REQUIREMENTS: Shift every bounding-box coordinate in the answers by -74 and write out all of the lines below again with the rest of their wording unchanged. Omit the pictures.

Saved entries
__________

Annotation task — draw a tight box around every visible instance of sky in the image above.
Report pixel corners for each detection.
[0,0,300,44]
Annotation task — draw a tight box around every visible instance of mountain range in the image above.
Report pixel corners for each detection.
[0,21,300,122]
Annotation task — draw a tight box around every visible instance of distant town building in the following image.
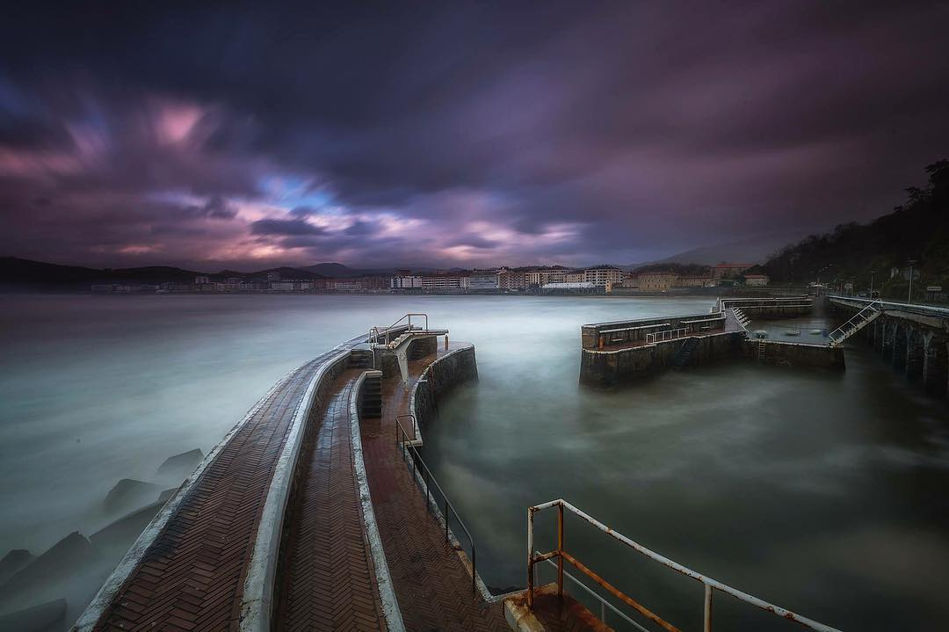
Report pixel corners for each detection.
[468,270,498,291]
[583,266,623,287]
[390,274,422,290]
[498,268,527,291]
[639,272,679,292]
[540,281,597,294]
[422,274,469,292]
[745,274,771,287]
[675,276,715,287]
[712,262,754,279]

__________

ANSWER:
Annotation task — draw a tight box around every visible instance of sky in the image above.
Report pixel corners for each detection.
[-74,-74,226,-30]
Annotation task — draw a tight box around every visible instance of mountain range in the image above.
Report pixel corners for each detection.
[-74,-53,226,48]
Annotation task — draw a tight box around every visible instance of distant town building in the following image.
Report pixel corners for each detection.
[394,196,424,217]
[509,192,549,213]
[316,200,348,216]
[424,194,453,217]
[565,198,605,218]
[466,207,523,220]
[348,200,395,218]
[671,200,697,213]
[601,202,641,213]
[638,188,680,205]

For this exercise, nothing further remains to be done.